# [Labeled area outline entries]
▬▬▬▬▬▬
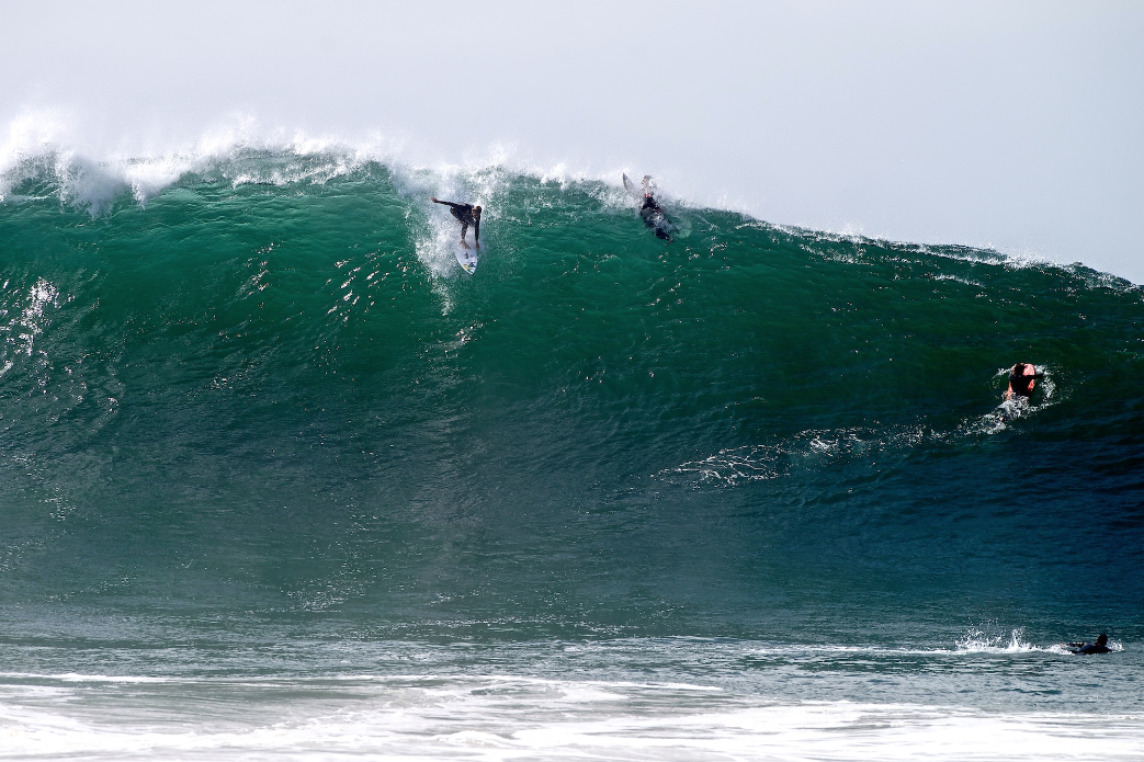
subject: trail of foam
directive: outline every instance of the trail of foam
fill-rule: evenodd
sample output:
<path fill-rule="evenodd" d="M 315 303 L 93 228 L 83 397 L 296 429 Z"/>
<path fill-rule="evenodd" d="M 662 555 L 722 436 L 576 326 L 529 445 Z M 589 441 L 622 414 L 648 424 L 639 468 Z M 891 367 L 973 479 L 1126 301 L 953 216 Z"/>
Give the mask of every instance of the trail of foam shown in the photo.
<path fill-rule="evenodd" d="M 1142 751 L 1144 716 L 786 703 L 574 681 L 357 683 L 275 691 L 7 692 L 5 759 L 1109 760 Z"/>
▬▬▬▬▬▬
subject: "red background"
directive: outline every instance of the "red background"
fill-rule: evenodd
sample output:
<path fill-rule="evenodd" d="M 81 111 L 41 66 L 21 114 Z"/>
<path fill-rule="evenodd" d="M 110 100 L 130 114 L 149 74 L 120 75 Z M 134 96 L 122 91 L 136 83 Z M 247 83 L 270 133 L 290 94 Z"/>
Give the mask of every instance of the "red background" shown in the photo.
▬▬▬▬▬▬
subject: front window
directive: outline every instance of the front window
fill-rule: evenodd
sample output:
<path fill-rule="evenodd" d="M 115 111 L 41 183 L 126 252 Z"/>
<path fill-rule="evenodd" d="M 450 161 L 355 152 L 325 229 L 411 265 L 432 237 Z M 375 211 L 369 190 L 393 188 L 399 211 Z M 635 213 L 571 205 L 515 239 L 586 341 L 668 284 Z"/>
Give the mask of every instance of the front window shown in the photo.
▬▬▬▬▬▬
# [Written task]
Reproduce the lines from the one holding "subject: trail of foam" through the one holding "662 555 L 722", inclusive, swapping "trail of foam" for "streak of foam" and leaving everything else unchanged.

# [Result of this task]
subject: streak of foam
directive: outline every instance of the streak of foam
fill-rule: evenodd
sample output:
<path fill-rule="evenodd" d="M 315 303 L 93 228 L 83 397 L 296 429 Z"/>
<path fill-rule="evenodd" d="M 662 555 L 722 436 L 576 326 L 529 445 Z M 589 441 L 622 414 L 648 424 L 639 468 Z M 891 367 L 973 479 L 1126 301 L 953 216 Z"/>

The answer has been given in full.